►

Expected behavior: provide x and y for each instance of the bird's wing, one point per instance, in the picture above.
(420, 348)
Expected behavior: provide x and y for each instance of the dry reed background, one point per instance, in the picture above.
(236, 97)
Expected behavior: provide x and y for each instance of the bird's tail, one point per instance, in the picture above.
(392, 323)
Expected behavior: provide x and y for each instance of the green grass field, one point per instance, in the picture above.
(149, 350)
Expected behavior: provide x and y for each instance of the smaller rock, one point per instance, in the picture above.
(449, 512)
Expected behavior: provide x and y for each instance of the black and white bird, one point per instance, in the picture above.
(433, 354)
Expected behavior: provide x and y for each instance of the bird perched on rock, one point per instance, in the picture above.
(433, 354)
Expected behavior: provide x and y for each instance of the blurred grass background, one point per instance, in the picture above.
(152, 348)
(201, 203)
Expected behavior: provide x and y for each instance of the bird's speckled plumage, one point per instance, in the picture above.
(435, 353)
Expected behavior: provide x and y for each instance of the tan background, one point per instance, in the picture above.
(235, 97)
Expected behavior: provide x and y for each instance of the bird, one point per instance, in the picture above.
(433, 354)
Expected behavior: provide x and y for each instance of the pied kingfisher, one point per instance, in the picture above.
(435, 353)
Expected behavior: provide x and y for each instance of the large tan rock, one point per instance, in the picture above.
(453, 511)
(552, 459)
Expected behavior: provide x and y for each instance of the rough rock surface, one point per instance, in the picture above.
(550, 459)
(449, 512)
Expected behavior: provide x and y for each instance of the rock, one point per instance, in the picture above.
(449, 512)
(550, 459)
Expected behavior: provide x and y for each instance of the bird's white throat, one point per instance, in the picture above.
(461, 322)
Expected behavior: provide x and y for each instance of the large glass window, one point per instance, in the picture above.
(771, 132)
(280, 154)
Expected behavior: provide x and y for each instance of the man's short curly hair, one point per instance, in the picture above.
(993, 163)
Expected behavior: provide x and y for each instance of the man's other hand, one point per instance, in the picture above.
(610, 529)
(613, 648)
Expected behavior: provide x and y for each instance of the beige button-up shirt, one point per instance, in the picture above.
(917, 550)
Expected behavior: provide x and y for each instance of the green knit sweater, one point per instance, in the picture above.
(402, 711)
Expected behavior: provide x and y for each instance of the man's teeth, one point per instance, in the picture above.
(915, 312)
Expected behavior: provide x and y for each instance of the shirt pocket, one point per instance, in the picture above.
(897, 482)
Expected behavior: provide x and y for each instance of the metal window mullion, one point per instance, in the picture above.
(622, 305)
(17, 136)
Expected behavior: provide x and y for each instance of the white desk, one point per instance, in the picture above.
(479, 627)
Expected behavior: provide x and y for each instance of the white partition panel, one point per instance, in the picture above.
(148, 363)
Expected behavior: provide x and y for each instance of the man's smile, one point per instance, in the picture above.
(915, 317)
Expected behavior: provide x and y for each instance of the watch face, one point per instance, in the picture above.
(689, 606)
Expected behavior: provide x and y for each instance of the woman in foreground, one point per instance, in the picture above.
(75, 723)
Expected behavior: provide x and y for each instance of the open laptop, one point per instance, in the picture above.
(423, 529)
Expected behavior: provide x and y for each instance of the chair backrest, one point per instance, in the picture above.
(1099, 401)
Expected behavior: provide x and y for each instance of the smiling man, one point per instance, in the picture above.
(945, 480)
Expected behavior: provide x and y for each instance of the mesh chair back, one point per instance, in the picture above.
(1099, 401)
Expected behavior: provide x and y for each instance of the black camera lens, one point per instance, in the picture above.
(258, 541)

◄

Short exercise → Extract every entry in the listing word for word.

Response to the exercise →
Expected behavior: provide x and y for each instance of the bird's wing, one point per instance, in the picture above.
(420, 348)
Expected behavior: provide x and y for each instance of the dry reed background, one point per instance, in the picture above.
(236, 97)
Expected behavior: provide x and y for each instance of the bird's tail, one point per instance, in the picture above.
(392, 323)
Expected behavior: provide x and y for each instance of the green grass field, one point per instance, in the picture above.
(149, 350)
Expected behavior: provide x and y for each instance of the smaller rock, one point per instance, in the picture above.
(449, 512)
Expected behavior: provide x and y for each instance of the black and white bird, one point per instance, in the picture above.
(433, 354)
Expected behavior: provide x and y for each instance of the bird perched on rock, one point per instance, in the picture above.
(433, 354)
Expected behavior: provide x and y for each instance of the blurred grass background, one point per instance, in the picture above.
(152, 348)
(201, 203)
Expected behavior: provide x and y for each instance of the bird's speckled plumage, one point per instance, in the picture above.
(435, 353)
Expected behavior: provide x and y for each instance of the tan background, one point per instance, in the picture above.
(235, 97)
Expected behavior: provide x and y for each instance of the bird, one point per instance, in the picture above.
(433, 354)
Expected behavior: provide x and y for each instance of the pied kingfisher, one point per instance, in the picture above.
(435, 353)
Expected behavior: provide x and y for each instance of the large tan rock, one point per instance, in the picture above.
(453, 511)
(552, 459)
Expected behavior: provide x and y for each instance of the rough rock surface, one point per instance, in the picture above.
(550, 459)
(449, 512)
Expected behavior: provide x and y for each instance of the rock, one point per instance, in the picture above.
(449, 512)
(550, 459)
Expected behavior: provide x and y for each instance of the bird's white throat, one point per instance, in the picture above.
(461, 322)
Expected behavior: provide x and y for each instance of the large glass window, one point per instance, in the picture above.
(771, 132)
(280, 154)
Expected behavior: provide x and y for each instance of the man's short curly hair, one point per instance, in the picture above.
(993, 163)
Expected behavior: provide x and y for each instance of the man's other hand, one point per instance, in the picture above.
(610, 529)
(613, 648)
Expected behavior: provide x and y for each instance of the beige button-up shirt, one point per instance, in the picture above.
(917, 550)
Expected behavior: provide x and y for each instance of the green knit sweater, one point per instance, in the picture above.
(402, 711)
Expected behavior: provide x and y for each instance of the man's teeth, one point per instance, in the picture above.
(915, 312)
Expected behavior: provide x and y for each instance of the shirt pocket, one point per instance, in the picture above.
(897, 482)
Expected behavior: provide x and y for each instance of the metal window mullion, one point per instance, in the picture above.
(622, 305)
(17, 136)
Expected behavior: provide x and y for each instance of the white desk, one point per instance, in the picture above.
(479, 627)
Expected behavior: provide x and y for each instance of the white partition panel, one point per instance, in the picture above.
(148, 363)
Expected behavior: provide x and y for each instance of the man's smile, one point per instance, in the picture above.
(915, 317)
Expected behavior: provide x and y for each instance of the watch face, one point per instance, in the picture above.
(689, 606)
Expected behavior: provide x and y for each instance of the woman in foreground, one point per instance, in the picture above.
(75, 723)
Expected behavior: provide x and y for each instance of the open laptop, one point per instance, in the picture above.
(423, 529)
Expected behavior: provide x and y for each instance of the chair backrest, one point per instance, in the picture above.
(1099, 401)
Expected behavior: provide x and y for each instance of the smiling man, one point per instance, in the picture above.
(945, 480)
Expected behavior: provide x and y for each instance of the mesh chair back, one point per instance, in the picture above.
(1099, 401)
Expected behavior: provide x and y for each instance of the black camera lens, one point per instance, in the picture above.
(258, 541)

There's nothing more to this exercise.